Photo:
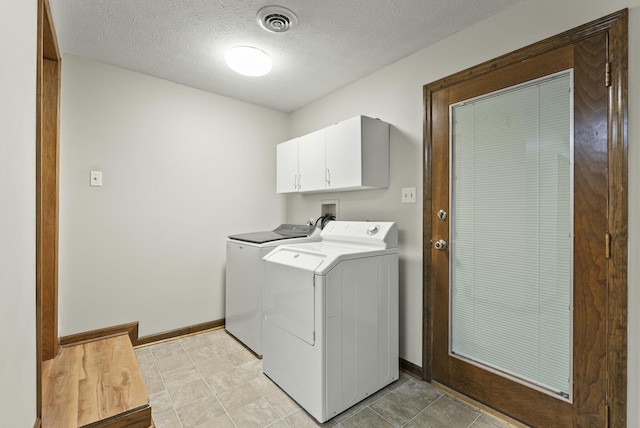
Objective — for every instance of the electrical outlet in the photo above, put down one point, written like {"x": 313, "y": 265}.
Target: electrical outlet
{"x": 96, "y": 178}
{"x": 408, "y": 195}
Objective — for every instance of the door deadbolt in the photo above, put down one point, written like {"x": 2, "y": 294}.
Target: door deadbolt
{"x": 440, "y": 244}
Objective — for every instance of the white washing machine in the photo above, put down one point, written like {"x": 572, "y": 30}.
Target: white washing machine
{"x": 245, "y": 277}
{"x": 331, "y": 316}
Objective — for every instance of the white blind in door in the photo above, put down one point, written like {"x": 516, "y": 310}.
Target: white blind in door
{"x": 512, "y": 232}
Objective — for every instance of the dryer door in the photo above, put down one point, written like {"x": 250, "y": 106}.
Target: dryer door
{"x": 289, "y": 292}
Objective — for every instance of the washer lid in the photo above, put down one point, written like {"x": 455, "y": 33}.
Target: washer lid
{"x": 284, "y": 231}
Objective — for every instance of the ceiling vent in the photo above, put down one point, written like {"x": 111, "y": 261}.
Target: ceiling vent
{"x": 276, "y": 19}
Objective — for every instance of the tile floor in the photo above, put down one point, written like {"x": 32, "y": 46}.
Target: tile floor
{"x": 210, "y": 380}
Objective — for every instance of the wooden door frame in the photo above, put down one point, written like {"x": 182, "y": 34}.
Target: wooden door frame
{"x": 47, "y": 192}
{"x": 616, "y": 25}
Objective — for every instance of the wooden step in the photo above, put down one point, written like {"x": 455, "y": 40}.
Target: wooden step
{"x": 95, "y": 384}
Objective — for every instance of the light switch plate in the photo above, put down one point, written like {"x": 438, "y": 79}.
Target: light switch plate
{"x": 408, "y": 195}
{"x": 96, "y": 178}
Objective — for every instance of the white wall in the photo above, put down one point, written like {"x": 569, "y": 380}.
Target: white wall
{"x": 182, "y": 169}
{"x": 394, "y": 94}
{"x": 17, "y": 213}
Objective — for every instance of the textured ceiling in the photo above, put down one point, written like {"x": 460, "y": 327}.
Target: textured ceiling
{"x": 336, "y": 42}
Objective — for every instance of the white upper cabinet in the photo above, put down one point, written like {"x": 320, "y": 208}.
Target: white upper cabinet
{"x": 287, "y": 170}
{"x": 350, "y": 155}
{"x": 311, "y": 148}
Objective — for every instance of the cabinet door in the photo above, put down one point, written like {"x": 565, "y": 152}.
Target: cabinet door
{"x": 311, "y": 161}
{"x": 344, "y": 154}
{"x": 287, "y": 166}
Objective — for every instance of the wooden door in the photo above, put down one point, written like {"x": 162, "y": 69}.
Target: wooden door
{"x": 590, "y": 402}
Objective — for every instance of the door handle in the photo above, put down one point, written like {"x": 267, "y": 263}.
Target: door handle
{"x": 440, "y": 244}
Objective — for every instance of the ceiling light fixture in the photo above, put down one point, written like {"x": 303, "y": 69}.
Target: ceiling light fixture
{"x": 248, "y": 61}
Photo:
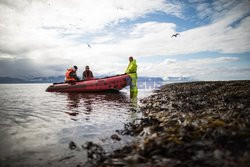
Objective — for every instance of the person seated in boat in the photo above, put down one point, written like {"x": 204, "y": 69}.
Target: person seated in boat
{"x": 87, "y": 74}
{"x": 70, "y": 75}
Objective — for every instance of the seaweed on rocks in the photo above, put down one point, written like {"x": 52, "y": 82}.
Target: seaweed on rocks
{"x": 190, "y": 124}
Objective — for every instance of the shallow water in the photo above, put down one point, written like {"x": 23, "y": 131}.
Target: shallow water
{"x": 37, "y": 126}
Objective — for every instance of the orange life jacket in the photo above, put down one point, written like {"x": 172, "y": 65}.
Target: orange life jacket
{"x": 67, "y": 75}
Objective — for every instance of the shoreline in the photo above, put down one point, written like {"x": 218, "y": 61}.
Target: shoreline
{"x": 189, "y": 124}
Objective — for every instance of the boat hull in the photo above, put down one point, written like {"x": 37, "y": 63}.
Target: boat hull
{"x": 109, "y": 84}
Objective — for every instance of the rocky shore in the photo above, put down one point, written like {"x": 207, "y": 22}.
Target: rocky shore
{"x": 188, "y": 124}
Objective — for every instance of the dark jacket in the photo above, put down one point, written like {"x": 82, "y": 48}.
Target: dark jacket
{"x": 86, "y": 75}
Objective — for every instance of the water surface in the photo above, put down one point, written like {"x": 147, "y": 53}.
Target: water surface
{"x": 37, "y": 126}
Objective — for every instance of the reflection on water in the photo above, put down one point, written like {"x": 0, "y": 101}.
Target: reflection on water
{"x": 37, "y": 126}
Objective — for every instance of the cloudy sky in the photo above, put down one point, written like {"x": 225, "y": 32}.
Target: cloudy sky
{"x": 45, "y": 37}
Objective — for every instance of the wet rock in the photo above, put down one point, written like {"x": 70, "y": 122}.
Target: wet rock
{"x": 115, "y": 137}
{"x": 72, "y": 145}
{"x": 190, "y": 124}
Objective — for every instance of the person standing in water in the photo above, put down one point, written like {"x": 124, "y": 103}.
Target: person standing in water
{"x": 70, "y": 75}
{"x": 132, "y": 72}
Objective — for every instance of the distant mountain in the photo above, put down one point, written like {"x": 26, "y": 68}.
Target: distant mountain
{"x": 179, "y": 79}
{"x": 54, "y": 79}
{"x": 11, "y": 80}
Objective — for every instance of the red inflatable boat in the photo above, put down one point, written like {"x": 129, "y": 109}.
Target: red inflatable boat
{"x": 114, "y": 83}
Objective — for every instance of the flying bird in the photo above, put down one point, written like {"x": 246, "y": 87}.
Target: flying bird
{"x": 88, "y": 45}
{"x": 175, "y": 35}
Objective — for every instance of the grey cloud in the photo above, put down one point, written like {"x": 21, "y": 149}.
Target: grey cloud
{"x": 25, "y": 68}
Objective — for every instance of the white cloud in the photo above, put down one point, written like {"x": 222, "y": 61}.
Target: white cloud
{"x": 197, "y": 68}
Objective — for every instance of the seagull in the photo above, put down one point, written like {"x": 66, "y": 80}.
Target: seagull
{"x": 88, "y": 45}
{"x": 175, "y": 35}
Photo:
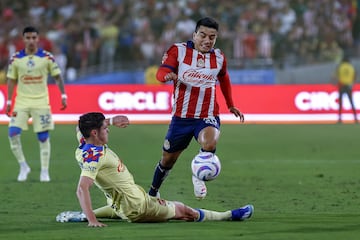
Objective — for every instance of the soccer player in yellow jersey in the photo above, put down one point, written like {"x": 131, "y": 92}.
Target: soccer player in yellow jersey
{"x": 126, "y": 200}
{"x": 29, "y": 70}
{"x": 346, "y": 76}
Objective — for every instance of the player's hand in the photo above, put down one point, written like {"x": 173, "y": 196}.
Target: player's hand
{"x": 63, "y": 103}
{"x": 96, "y": 224}
{"x": 237, "y": 113}
{"x": 170, "y": 76}
{"x": 120, "y": 121}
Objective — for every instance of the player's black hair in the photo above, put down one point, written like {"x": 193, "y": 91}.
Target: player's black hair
{"x": 30, "y": 29}
{"x": 207, "y": 22}
{"x": 90, "y": 121}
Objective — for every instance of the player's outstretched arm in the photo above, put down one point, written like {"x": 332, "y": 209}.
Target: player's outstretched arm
{"x": 120, "y": 121}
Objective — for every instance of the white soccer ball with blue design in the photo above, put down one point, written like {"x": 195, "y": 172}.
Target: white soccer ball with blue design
{"x": 206, "y": 166}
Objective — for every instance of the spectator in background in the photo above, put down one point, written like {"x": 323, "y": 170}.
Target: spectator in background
{"x": 346, "y": 76}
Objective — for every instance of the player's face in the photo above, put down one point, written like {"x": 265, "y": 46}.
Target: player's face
{"x": 103, "y": 134}
{"x": 31, "y": 39}
{"x": 204, "y": 39}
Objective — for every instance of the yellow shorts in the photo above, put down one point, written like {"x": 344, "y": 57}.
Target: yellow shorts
{"x": 41, "y": 119}
{"x": 154, "y": 210}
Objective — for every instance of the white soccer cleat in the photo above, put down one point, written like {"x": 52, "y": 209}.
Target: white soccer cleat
{"x": 71, "y": 216}
{"x": 200, "y": 190}
{"x": 24, "y": 171}
{"x": 44, "y": 176}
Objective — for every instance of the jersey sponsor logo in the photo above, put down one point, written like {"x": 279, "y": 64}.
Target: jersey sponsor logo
{"x": 165, "y": 56}
{"x": 200, "y": 63}
{"x": 196, "y": 78}
{"x": 27, "y": 79}
{"x": 92, "y": 154}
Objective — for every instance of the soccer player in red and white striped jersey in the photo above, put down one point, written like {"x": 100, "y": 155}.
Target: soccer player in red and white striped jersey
{"x": 194, "y": 67}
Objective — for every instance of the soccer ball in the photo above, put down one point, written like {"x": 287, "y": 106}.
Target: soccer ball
{"x": 206, "y": 166}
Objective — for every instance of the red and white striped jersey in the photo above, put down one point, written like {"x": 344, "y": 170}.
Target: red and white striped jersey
{"x": 195, "y": 89}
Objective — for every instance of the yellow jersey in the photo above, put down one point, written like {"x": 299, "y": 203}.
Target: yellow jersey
{"x": 31, "y": 73}
{"x": 111, "y": 176}
{"x": 346, "y": 73}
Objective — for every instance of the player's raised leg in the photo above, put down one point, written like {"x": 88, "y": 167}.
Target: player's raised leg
{"x": 44, "y": 144}
{"x": 16, "y": 148}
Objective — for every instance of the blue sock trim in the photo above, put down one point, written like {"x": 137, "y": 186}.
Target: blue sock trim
{"x": 201, "y": 215}
{"x": 213, "y": 151}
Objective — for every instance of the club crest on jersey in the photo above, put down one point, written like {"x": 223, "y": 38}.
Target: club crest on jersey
{"x": 30, "y": 63}
{"x": 92, "y": 154}
{"x": 166, "y": 144}
{"x": 165, "y": 56}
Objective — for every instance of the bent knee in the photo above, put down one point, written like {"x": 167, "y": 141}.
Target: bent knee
{"x": 43, "y": 136}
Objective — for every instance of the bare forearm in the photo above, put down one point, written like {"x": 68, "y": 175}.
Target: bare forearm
{"x": 59, "y": 81}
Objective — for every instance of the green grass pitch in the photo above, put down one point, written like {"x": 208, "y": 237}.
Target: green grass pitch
{"x": 303, "y": 180}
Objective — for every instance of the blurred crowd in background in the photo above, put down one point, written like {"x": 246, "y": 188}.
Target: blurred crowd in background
{"x": 111, "y": 35}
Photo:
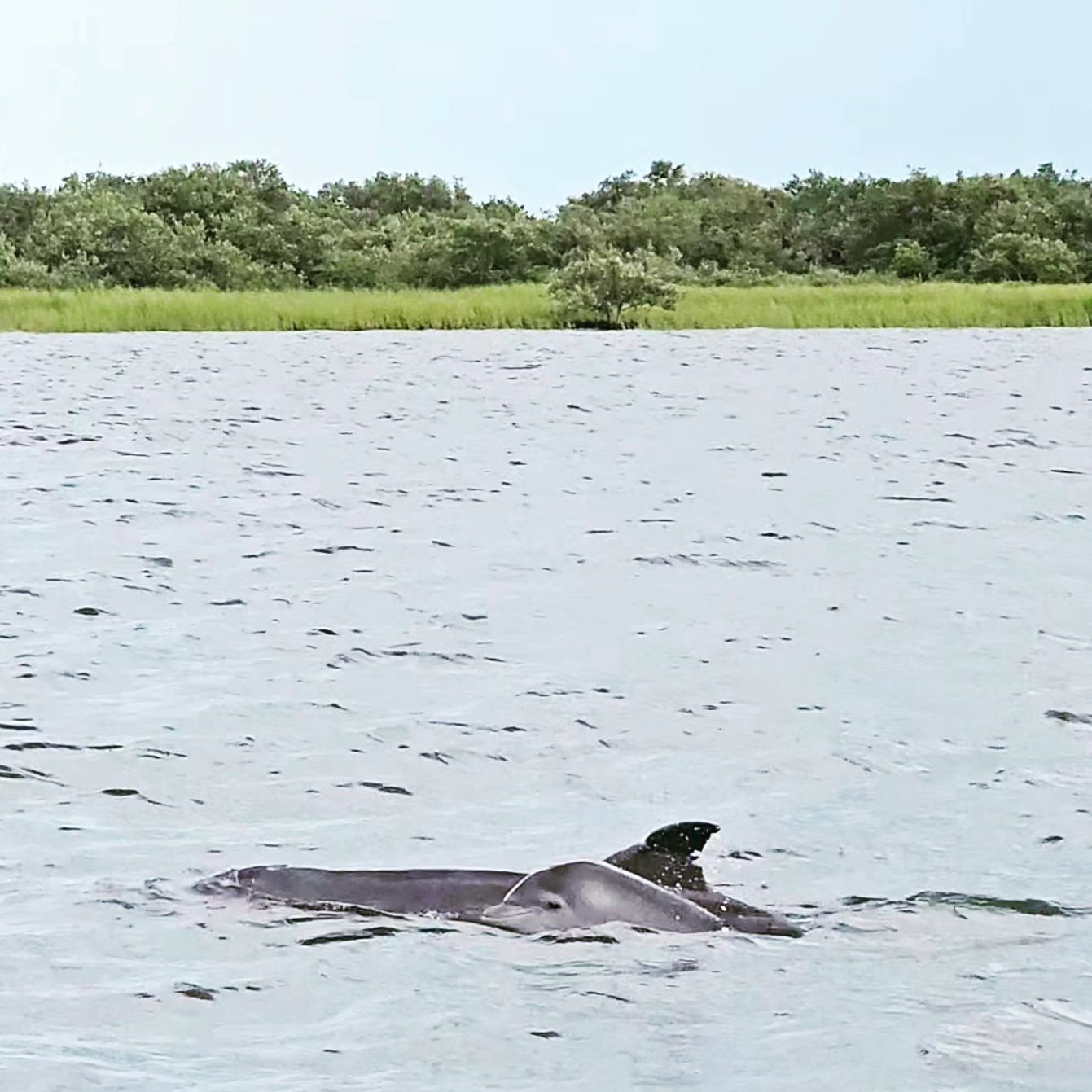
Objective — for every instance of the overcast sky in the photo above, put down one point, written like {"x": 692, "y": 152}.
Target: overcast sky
{"x": 541, "y": 101}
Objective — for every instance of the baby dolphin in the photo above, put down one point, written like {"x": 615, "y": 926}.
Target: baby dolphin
{"x": 668, "y": 857}
{"x": 583, "y": 893}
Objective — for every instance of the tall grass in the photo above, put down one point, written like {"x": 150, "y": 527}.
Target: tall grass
{"x": 528, "y": 306}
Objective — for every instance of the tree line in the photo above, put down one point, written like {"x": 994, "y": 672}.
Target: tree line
{"x": 245, "y": 226}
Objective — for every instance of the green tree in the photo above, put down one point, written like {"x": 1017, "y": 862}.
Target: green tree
{"x": 1009, "y": 256}
{"x": 607, "y": 284}
{"x": 912, "y": 261}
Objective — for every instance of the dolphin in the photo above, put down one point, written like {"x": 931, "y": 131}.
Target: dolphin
{"x": 582, "y": 893}
{"x": 665, "y": 858}
{"x": 668, "y": 857}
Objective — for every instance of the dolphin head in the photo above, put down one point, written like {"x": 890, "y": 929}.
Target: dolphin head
{"x": 585, "y": 893}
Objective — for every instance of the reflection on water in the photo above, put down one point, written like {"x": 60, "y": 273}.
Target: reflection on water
{"x": 502, "y": 599}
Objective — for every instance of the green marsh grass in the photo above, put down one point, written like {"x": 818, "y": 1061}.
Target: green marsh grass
{"x": 800, "y": 306}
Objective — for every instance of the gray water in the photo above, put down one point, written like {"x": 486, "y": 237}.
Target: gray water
{"x": 502, "y": 599}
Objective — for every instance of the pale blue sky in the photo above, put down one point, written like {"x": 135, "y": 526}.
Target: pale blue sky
{"x": 541, "y": 101}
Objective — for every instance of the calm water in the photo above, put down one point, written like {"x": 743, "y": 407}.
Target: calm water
{"x": 819, "y": 588}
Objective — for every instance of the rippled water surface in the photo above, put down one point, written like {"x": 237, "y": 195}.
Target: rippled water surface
{"x": 503, "y": 599}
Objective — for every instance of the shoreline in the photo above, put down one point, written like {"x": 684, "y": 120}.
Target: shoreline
{"x": 858, "y": 305}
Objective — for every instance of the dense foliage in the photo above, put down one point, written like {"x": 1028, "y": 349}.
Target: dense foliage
{"x": 243, "y": 226}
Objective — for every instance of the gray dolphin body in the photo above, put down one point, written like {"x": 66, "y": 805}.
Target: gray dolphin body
{"x": 665, "y": 858}
{"x": 583, "y": 893}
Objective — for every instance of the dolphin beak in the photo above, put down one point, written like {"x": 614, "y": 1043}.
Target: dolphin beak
{"x": 506, "y": 916}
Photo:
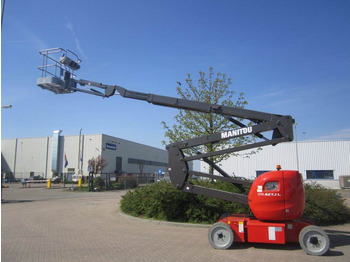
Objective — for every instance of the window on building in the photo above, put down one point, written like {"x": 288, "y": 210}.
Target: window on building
{"x": 319, "y": 174}
{"x": 260, "y": 172}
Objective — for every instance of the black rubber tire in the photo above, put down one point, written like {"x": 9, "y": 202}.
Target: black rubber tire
{"x": 314, "y": 240}
{"x": 220, "y": 236}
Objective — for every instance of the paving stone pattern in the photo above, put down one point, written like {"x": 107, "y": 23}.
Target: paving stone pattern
{"x": 40, "y": 224}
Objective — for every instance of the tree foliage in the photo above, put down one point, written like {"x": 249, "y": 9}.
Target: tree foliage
{"x": 211, "y": 88}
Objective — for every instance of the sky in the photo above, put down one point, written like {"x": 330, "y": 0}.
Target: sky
{"x": 288, "y": 57}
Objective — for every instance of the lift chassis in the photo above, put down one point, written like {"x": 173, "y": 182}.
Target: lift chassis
{"x": 276, "y": 199}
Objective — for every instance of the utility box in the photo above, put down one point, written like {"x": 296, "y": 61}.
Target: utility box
{"x": 344, "y": 181}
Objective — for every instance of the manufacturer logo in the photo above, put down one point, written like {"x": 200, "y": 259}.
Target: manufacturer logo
{"x": 111, "y": 146}
{"x": 237, "y": 132}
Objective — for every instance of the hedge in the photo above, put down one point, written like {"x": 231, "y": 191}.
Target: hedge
{"x": 162, "y": 201}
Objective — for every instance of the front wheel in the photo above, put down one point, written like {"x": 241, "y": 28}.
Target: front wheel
{"x": 220, "y": 236}
{"x": 314, "y": 240}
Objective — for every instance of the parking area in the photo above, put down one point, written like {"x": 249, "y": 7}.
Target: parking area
{"x": 40, "y": 224}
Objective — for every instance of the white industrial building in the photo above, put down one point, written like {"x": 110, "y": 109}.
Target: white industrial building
{"x": 320, "y": 161}
{"x": 48, "y": 156}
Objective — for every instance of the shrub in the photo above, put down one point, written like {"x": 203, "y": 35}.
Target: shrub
{"x": 164, "y": 202}
{"x": 99, "y": 183}
{"x": 325, "y": 206}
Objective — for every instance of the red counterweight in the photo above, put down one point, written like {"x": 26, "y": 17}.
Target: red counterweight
{"x": 277, "y": 196}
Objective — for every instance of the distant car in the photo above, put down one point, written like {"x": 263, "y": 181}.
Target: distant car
{"x": 56, "y": 180}
{"x": 38, "y": 177}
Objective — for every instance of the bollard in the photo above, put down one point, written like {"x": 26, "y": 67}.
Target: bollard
{"x": 49, "y": 183}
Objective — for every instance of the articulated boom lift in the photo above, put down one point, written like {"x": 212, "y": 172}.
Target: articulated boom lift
{"x": 275, "y": 198}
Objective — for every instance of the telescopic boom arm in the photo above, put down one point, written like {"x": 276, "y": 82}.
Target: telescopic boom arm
{"x": 281, "y": 126}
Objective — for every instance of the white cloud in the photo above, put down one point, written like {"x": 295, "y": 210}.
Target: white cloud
{"x": 337, "y": 135}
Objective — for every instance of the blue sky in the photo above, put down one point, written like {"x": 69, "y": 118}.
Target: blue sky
{"x": 288, "y": 57}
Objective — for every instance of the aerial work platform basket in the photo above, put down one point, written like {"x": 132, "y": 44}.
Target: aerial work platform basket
{"x": 57, "y": 70}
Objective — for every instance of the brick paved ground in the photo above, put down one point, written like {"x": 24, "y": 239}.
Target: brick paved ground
{"x": 52, "y": 225}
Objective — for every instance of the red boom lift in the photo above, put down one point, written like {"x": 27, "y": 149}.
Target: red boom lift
{"x": 276, "y": 199}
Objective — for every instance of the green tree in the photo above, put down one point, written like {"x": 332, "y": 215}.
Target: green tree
{"x": 212, "y": 88}
{"x": 97, "y": 164}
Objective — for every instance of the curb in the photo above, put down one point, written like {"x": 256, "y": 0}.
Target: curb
{"x": 160, "y": 222}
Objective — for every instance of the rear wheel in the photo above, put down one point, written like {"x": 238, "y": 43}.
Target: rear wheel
{"x": 220, "y": 236}
{"x": 314, "y": 240}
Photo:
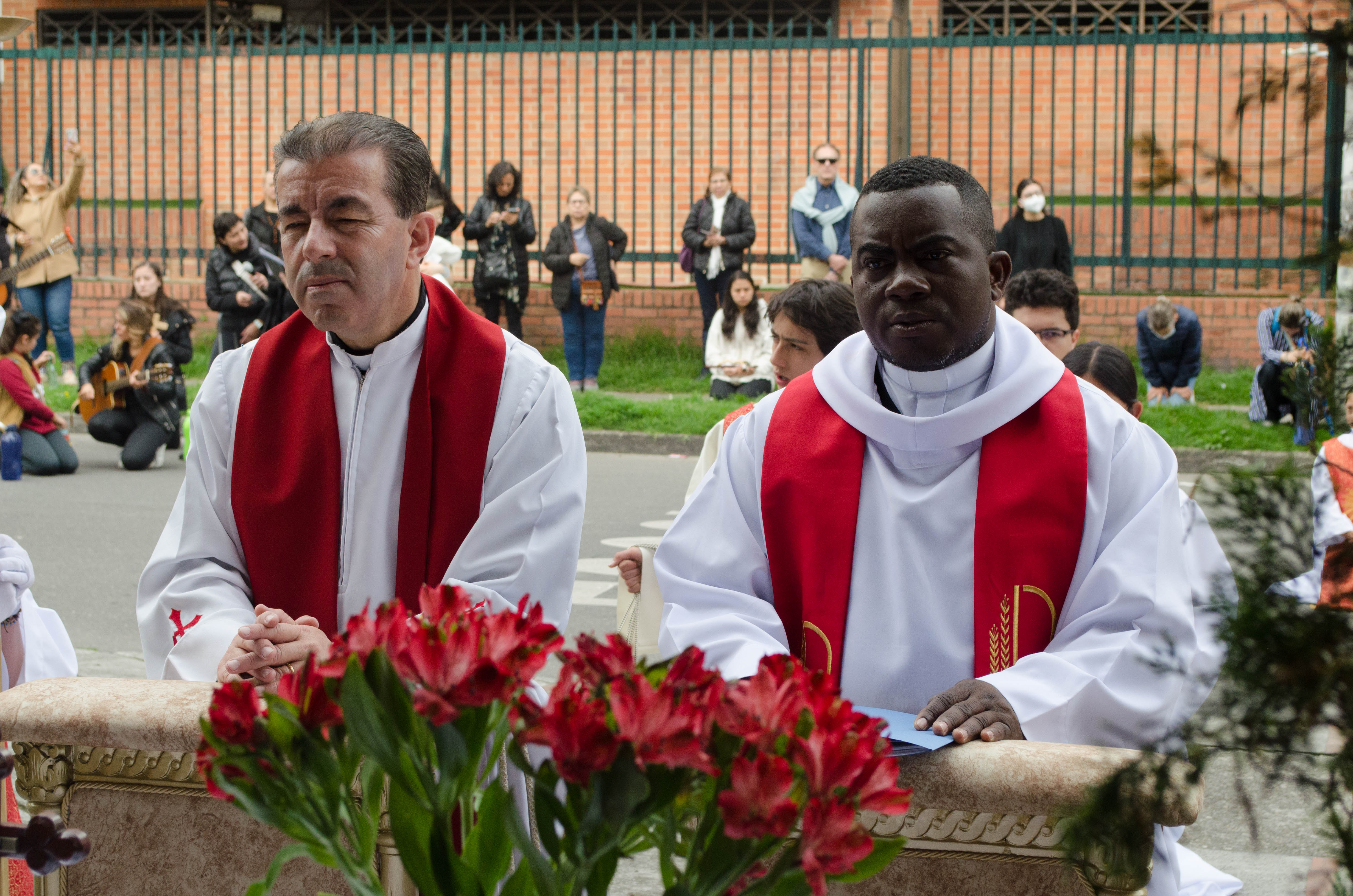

★ ★ ★ ★ ★ ★ ★

* _WHAT YOU WILL DO_
Give back, word for word, only the lines above from the line holding "Target: parking area" to the line holding "Objective — for every instance of the shrub", both included.

* _OUTPUT OF THE TASK_
Target: parking area
{"x": 40, "y": 224}
Objective — for every instance of the white industrial building in the photo above, put down one point, written like {"x": 110, "y": 109}.
Target: white industrial building
{"x": 320, "y": 161}
{"x": 48, "y": 156}
Objective — for every instance of the shrub in the photo above, put down one point, written like {"x": 203, "y": 35}.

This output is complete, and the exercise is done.